Problem requirements: Please extract every line in the material below that contains the string "glass", and copy each one in full. Matching is case-sensitive.

Data:
-.-.-
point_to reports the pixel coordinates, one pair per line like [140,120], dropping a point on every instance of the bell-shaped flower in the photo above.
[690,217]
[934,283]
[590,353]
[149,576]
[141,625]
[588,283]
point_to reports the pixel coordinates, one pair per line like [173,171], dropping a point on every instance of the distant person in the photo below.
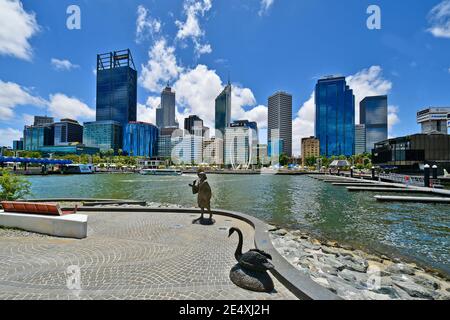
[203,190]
-.-.-
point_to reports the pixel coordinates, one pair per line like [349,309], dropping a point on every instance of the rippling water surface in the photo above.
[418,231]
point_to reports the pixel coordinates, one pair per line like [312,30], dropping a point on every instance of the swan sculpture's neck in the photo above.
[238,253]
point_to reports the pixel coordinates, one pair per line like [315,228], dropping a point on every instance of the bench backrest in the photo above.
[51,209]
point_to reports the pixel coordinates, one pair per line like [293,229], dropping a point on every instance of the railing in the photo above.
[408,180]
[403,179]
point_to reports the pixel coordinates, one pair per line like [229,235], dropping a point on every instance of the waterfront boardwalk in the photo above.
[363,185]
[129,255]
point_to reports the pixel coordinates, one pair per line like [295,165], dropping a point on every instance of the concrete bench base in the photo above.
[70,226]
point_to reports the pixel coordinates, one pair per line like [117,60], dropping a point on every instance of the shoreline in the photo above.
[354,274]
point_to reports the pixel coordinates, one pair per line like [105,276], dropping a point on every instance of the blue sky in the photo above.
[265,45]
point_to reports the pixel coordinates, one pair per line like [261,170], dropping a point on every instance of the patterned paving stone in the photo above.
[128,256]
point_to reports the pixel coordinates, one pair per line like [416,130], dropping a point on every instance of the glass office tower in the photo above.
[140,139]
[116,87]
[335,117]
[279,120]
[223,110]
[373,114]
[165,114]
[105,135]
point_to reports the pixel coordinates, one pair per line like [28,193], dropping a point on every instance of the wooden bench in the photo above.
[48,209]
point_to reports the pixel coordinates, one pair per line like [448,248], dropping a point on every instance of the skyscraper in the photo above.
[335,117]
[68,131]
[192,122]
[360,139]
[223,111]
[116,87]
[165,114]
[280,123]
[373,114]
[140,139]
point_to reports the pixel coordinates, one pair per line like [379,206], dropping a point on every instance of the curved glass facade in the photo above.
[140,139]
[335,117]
-.-.-
Output for this exercise:
point_to reports the pixel coordinates, one pair per line like [416,130], dropping a point on every instance of the glass office tower in the photo above.
point_to reports the pixel coordinates, one pair per line like [379,206], dropping a point on every instance of the curved glass facade in the photo above.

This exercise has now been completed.